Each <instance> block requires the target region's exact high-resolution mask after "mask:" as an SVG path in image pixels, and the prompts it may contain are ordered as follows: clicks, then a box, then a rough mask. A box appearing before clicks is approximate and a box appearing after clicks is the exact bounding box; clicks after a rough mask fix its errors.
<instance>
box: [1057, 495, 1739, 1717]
---
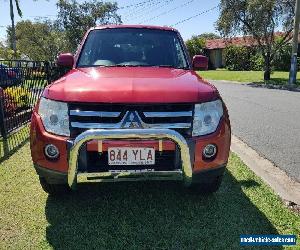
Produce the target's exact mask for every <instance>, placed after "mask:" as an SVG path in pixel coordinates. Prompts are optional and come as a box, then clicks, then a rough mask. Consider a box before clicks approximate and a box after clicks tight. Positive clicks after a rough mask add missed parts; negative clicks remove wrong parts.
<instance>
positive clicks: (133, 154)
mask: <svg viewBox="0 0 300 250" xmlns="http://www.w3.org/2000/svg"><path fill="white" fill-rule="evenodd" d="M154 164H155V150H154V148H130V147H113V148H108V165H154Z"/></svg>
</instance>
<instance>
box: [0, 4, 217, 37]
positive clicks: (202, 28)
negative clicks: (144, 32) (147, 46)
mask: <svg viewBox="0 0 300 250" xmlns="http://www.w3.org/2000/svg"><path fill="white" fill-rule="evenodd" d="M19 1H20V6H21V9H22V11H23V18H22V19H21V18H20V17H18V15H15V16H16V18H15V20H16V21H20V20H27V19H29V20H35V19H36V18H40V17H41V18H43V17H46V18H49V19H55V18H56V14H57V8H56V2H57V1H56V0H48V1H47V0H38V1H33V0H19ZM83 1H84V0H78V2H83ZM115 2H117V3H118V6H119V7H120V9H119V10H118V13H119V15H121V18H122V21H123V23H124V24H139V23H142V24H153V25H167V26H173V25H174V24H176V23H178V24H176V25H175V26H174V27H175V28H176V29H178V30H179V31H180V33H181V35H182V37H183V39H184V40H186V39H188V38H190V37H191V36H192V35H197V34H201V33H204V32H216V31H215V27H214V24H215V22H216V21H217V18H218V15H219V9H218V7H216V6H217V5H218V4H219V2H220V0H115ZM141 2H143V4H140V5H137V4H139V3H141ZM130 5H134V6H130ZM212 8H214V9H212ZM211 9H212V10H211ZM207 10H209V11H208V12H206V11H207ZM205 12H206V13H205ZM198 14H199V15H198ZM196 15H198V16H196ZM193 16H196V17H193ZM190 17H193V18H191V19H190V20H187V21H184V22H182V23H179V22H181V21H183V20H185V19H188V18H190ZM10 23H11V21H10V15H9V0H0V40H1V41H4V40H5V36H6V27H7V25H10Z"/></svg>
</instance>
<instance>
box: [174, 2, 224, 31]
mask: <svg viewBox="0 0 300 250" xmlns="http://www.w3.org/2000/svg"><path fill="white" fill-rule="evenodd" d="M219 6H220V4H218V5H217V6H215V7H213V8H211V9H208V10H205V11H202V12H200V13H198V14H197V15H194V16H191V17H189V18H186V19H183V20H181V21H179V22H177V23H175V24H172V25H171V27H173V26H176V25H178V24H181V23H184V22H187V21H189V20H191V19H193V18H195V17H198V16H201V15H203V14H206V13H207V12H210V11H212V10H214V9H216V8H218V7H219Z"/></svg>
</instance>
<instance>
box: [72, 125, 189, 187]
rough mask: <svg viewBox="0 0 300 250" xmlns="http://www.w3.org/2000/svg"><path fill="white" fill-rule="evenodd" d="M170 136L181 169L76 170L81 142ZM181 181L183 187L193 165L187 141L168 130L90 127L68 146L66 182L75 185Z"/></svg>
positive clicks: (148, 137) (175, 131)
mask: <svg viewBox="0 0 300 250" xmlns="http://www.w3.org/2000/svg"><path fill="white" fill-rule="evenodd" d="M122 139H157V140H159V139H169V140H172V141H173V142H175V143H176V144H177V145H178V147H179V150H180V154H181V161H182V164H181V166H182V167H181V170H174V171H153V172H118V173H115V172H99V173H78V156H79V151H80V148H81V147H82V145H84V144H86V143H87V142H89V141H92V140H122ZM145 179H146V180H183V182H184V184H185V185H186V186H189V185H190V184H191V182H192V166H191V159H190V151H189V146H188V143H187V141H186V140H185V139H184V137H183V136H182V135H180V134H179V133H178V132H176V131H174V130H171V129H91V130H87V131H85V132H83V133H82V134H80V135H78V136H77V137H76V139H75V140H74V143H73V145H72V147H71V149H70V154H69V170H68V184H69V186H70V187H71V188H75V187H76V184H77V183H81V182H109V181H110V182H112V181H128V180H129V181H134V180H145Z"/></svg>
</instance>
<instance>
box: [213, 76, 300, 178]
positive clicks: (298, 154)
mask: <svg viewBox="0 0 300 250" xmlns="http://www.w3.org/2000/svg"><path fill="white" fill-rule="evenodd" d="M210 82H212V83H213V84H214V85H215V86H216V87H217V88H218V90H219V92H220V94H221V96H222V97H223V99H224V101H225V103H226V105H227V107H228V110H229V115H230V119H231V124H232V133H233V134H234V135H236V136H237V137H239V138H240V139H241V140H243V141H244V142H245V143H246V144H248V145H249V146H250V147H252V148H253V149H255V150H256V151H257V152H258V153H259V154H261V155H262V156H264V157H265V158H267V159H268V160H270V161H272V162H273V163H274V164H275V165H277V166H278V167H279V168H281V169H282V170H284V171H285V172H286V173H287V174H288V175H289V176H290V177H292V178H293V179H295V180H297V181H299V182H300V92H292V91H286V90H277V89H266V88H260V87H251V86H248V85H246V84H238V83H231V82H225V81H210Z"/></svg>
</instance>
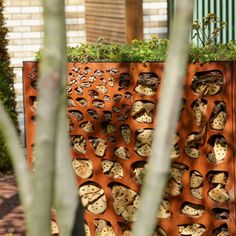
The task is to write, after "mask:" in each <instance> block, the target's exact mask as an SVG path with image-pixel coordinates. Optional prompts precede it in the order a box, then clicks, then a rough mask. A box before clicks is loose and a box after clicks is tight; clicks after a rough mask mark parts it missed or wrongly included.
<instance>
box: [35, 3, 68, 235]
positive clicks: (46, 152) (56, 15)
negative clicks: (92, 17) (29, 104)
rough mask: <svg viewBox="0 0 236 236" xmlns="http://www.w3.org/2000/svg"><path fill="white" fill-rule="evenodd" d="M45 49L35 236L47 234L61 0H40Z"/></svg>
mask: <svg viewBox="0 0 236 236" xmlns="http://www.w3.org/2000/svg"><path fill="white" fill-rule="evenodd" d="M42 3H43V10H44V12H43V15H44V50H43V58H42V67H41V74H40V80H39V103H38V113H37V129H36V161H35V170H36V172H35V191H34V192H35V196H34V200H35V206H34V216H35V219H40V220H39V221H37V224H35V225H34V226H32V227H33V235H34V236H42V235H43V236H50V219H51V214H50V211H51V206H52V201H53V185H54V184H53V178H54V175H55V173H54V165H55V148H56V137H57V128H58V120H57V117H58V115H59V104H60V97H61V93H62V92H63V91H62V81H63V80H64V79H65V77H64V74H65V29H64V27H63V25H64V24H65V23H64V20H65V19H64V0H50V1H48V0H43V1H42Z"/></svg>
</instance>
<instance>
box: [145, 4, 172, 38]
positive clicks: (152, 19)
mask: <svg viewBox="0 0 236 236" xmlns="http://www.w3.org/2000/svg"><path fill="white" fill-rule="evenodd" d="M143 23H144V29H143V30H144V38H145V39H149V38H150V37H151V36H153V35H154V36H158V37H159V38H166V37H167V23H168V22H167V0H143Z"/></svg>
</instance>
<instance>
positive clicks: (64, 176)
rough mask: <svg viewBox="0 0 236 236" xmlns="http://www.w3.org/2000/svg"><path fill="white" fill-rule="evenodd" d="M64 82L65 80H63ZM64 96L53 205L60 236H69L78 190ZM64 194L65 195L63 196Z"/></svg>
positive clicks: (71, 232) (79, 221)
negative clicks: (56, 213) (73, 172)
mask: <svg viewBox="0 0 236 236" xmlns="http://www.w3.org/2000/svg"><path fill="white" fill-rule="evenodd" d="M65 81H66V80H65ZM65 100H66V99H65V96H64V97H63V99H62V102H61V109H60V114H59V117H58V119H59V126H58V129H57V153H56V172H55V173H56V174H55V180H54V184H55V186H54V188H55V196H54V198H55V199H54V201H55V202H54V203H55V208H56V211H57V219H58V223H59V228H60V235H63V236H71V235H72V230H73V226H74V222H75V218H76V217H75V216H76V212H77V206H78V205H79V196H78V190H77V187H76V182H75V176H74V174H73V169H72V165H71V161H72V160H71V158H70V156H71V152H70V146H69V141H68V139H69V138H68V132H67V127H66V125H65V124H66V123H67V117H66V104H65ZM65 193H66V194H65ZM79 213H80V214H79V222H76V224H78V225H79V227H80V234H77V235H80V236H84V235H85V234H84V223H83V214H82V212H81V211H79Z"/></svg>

**WRITTEN TASK:** Rewrite the rows starting at the line that contains "Each <instance> block requires" and ending at the line that contains "box: [1057, 495, 1739, 1717]", changing "rough mask" to "coarse mask" and leaving everything else unchanged.

**SOLUTION TO THE PROBLEM:**
Each <instance> block requires the target region's exact high-resolution mask after "mask:" as an SVG path in image pixels, and the prompts it may contain are ordered as follows: clicks, then a box, then a coarse mask. A box appearing before clicks is approximate and a box appearing after clicks is the exact bounding box; clicks after a coarse mask fix its errors.
<instance>
box: [1057, 495, 1739, 1717]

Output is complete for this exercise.